TO DO
- 1) Please print the Harbour Lane Apparel text word for word, between "We scoped an" and "their sustainability story.", inclusive.
- 2) Translate this sentence from the Harbour Lane Apparel text into French: "The challenge was not content quality on the site."

EXCERPT
* * * * * * *

Harbour Lane Apparel is an independent Melbourne fashion label selling sustainable womenswear online and through two boutique stores in Fitzroy and South Yarra. When they came to us in mid-2024, the brand had strong product photography and loyal repeat customers, but almost no visibility beyond branded search. Competitors with thinner product lines were outranking them for terms like “linen dresses Australia” and “sustainable fashion Melbourne” because those sites had earned coverage from fashion editors, lifestyle blogs, and regional news outlets.
The challenge was not content quality on the site. Harbour Lane had invested in size guides, fabric sourcing pages, and a blog covering styling tips. What they lacked was authority. Their domain rating sat at 22, and most of their backlink profile came from supplier directories and a handful of low-traffic coupon sites. Google was treating them as a small shop, not a credible fashion destination.
The Brief
Harbour Lane wanted to reduce paid social spend without sacrificing revenue growth. Their marketing director set a clear target: increase organic sessions by 150% within twelve months and rank on page one for at least five commercial keywords with monthly search volume above 1,000. They also needed links that would not look out of place next to their brand values. Anything spammy or off-topic was off the table.
We scoped an eight-month engagement focused on editorial placements, seasonal digital PR, and strategic resource link building around their sustainability story.
Strategy
Our audit covered 340 ranking keywords, a full backlink gap analysis against four direct competitors, and a content mapping exercise. We identified three content pillars where Harbour Lane could realistically earn links: sustainable fabric education, Melbourne-made fashion, and capsule wardrobe guides.

* * * * * * *

DATA EXTRACTS
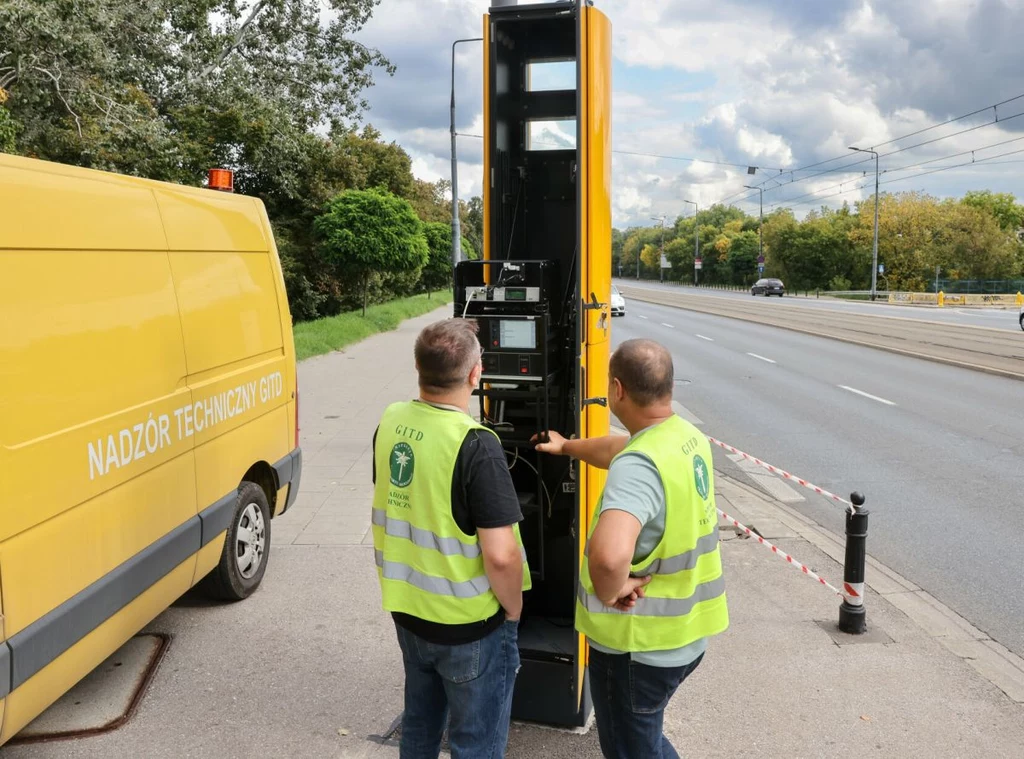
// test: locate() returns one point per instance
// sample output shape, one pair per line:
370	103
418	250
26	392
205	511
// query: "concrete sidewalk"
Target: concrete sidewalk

* * * * * * *

ANSWERS FOR THIS EXERCISE
- 1)
We scoped an eight-month engagement focused on editorial placements, seasonal digital PR, and strategic resource link building around their sustainability story.

- 2) Le défi ne résidait pas dans la qualité du contenu du site.